What lines below mention the word "target"? Copy each one.

(SUPPLIED MATERIAL begins)

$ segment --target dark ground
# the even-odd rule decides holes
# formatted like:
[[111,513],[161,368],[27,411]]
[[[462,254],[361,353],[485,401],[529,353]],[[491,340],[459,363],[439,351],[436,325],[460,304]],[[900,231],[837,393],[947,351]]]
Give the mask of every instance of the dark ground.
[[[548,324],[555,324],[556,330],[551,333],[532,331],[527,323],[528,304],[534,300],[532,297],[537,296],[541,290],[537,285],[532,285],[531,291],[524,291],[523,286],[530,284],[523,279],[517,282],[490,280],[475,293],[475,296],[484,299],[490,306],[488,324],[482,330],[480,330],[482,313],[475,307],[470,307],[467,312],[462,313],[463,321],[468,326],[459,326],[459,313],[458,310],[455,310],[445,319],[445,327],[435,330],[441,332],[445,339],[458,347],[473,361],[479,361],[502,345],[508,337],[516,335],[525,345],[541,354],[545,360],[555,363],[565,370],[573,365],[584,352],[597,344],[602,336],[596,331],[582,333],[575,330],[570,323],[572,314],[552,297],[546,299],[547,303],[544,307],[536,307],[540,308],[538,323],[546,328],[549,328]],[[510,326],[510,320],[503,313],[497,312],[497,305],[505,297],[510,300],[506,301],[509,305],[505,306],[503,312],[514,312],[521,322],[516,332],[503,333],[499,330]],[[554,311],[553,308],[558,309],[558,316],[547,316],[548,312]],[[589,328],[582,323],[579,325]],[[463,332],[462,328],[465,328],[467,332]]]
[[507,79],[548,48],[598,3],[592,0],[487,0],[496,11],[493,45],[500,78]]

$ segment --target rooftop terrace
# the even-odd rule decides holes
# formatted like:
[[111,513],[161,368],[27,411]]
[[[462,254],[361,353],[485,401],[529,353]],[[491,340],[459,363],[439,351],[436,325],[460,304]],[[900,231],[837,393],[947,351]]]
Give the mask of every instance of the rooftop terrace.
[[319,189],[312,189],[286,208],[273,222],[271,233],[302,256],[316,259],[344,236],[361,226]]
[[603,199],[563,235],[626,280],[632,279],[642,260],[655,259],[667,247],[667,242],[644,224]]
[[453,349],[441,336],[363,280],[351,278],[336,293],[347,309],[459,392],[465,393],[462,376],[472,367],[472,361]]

(SUPPLIED MATERIAL ends)

*SOLUTION TO THIS EXERCISE*:
$ segment --target dark ground
$ segment --target rooftop terrace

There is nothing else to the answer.